• **What this task involves**:
Convert the rows below into a JSON list of strings, with one string per line and blank lines omitted.

[Extracted rows]

%%

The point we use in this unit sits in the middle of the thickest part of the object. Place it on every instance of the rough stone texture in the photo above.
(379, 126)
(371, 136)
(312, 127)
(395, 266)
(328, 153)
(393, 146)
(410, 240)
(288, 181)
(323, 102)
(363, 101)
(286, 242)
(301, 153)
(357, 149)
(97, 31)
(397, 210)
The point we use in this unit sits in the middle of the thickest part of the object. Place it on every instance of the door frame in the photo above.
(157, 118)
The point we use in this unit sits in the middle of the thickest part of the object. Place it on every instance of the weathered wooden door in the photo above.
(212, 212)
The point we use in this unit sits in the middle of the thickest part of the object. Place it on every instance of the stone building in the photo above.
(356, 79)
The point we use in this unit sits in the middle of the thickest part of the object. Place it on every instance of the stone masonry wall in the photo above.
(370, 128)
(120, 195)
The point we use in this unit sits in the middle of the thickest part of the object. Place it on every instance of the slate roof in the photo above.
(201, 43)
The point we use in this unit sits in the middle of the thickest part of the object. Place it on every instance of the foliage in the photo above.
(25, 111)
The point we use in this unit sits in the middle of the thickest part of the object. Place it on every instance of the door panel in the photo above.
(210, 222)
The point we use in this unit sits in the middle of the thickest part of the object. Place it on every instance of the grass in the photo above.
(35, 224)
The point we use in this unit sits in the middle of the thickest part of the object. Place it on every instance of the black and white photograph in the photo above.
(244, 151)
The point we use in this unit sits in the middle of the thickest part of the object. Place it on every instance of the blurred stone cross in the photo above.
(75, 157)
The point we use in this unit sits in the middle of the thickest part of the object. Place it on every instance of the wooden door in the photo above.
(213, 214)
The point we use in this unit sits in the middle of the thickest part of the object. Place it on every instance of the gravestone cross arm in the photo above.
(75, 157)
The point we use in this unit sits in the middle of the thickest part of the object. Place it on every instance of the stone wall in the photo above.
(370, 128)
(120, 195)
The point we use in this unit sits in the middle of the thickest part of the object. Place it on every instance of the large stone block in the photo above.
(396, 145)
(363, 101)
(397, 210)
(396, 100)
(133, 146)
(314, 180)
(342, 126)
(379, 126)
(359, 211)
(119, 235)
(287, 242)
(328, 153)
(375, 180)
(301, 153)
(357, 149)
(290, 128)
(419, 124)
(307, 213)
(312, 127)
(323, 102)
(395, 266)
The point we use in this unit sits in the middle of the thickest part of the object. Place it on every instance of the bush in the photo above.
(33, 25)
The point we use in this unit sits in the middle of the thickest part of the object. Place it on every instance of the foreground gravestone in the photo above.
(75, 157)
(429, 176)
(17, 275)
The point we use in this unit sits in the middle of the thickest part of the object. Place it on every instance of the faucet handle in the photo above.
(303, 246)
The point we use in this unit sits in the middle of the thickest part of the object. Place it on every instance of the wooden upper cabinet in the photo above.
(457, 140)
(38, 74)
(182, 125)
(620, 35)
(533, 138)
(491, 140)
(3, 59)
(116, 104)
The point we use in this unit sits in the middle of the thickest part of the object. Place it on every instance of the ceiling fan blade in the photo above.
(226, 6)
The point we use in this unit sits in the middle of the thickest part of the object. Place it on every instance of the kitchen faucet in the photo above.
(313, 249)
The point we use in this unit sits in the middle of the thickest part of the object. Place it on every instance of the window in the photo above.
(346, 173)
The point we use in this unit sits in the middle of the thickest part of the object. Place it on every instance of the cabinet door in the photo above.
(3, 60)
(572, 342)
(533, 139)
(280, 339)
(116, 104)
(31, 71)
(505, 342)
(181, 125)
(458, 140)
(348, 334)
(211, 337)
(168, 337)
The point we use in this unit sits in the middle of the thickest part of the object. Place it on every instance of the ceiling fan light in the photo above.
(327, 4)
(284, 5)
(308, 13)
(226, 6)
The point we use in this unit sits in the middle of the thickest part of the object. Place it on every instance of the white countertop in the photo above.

%%

• **Exercise response**:
[
  "The point we use in this unit sits in the middle of the thickest part of the object. Place it on every instance of the rough stone texture in the photo above.",
  "(379, 126)",
  "(371, 136)",
  "(312, 127)",
  "(395, 266)",
  "(328, 153)",
  "(393, 146)",
  "(410, 240)",
  "(288, 181)",
  "(323, 102)",
  "(363, 101)",
  "(286, 242)",
  "(301, 153)",
  "(357, 149)",
  "(97, 31)",
  "(397, 210)",
  "The point we use in this unit sits in the middle of the thickest part of the object. Place it on every instance of the door frame in the photo above.",
  "(157, 118)",
  "The point we use in this unit sits in the middle of the thickest part of the object. Place it on every instance of the weathered wooden door in the photo above.",
  "(212, 212)",
  "The point we use in this unit sits in the middle of the thickest part of the object. Place it on every instance of the stone building in the photo above.",
  "(356, 79)",
  "The point we use in this unit sits in the middle of the thickest part of the object. Place it on every instance of the stone masonry wall in the photo above.",
  "(370, 128)",
  "(120, 195)",
  "The point we use in this unit sits in the middle of the thickest part of the object. Place it on every instance of the slate roof in the photo above.",
  "(201, 43)",
  "The point we use in this unit sits in the middle of the thickest part of the object. Place it on every instance of the foliage in the photo above.",
  "(25, 111)",
  "The point we use in this unit sits in the middle of the thickest part of the object. Place it on every instance of the door panel in the photo above.",
  "(210, 222)",
  "The point we use in this unit sits in the middle of the thickest part of the object. Place it on every instance of the grass in the photo above.",
  "(35, 224)",
  "The point we use in this unit sits in the middle of the thickest part of the object. Place it on every instance of the black and white photograph in the photo above.",
  "(244, 151)",
  "The point we use in this unit sits in the middle of the thickest part of the object. Place it on every instance of the blurred stone cross in the photo above.",
  "(75, 157)",
  "The point we use in this unit sits in the middle of the thickest part of the object. Place it on every instance of the wooden door in the photo above.",
  "(213, 214)",
  "The point we use in this unit sits in the middle of the thickest part of the object. Place it on every instance of the gravestone cross arm in the photo above.",
  "(75, 157)",
  "The point we use in this unit sits in the middle of the thickest part of the object. Place it on every instance of the stone wall in the photo above.",
  "(370, 128)",
  "(120, 195)",
  "The point we use in this unit sits in the middle of the thickest part of the object. Place it on every instance of the large stone block in the photo above.",
  "(396, 145)",
  "(363, 101)",
  "(397, 210)",
  "(396, 100)",
  "(133, 146)",
  "(314, 180)",
  "(342, 126)",
  "(379, 126)",
  "(359, 211)",
  "(119, 235)",
  "(287, 242)",
  "(328, 153)",
  "(375, 180)",
  "(301, 153)",
  "(357, 149)",
  "(290, 128)",
  "(419, 124)",
  "(307, 213)",
  "(312, 127)",
  "(323, 102)",
  "(395, 266)",
  "The point we use in this unit sits in the middle of the thickest part of the object. Place it on every instance of the bush in the photo above.",
  "(33, 25)",
  "The point we use in this unit sits in the middle of the thickest part of the object. Place it on every instance of the foreground gravestone in the photo above.",
  "(75, 157)",
  "(429, 176)",
  "(17, 275)",
  "The point we use in this unit sits in the middle of the thickest part of the object. Place it on every instance of the faucet handle in the photo above.",
  "(303, 246)",
  "The point we use in this unit sits in the middle of the thickest part of the object. Place it on every instance of the wooden upper cabinet in the photo above.",
  "(457, 140)",
  "(38, 74)",
  "(182, 125)",
  "(620, 35)",
  "(533, 138)",
  "(491, 140)",
  "(3, 59)",
  "(116, 104)",
  "The point we use in this unit sits in the middle of the thickest part of the object. Place it on every instance of the ceiling fan blade in the photo above.",
  "(226, 6)",
  "The point we use in this unit sits in the middle of the thickest part of the object. Place it on every instance of the kitchen faucet in the photo above.",
  "(313, 249)",
  "The point we use in this unit sits in the middle of the thickest part of the object. Place it on every instance of the window in the photo above.",
  "(346, 173)",
  "The point we use in this unit sits in the middle of the thickest part of the object. Place it on every instance of the cabinet door in the photo above.",
  "(3, 60)",
  "(572, 342)",
  "(533, 139)",
  "(280, 339)",
  "(116, 104)",
  "(31, 71)",
  "(505, 342)",
  "(181, 125)",
  "(458, 140)",
  "(348, 334)",
  "(211, 337)",
  "(168, 337)",
  "The point we use in this unit sits in the middle of the thickest part of the object. Place it on every instance of the ceiling fan light in the photo above.",
  "(327, 4)",
  "(284, 5)",
  "(308, 13)",
  "(226, 6)",
  "The point we use in this unit sits in the middle of the thickest part of the object. Place it on every instance of the white countertop in the photo above."
]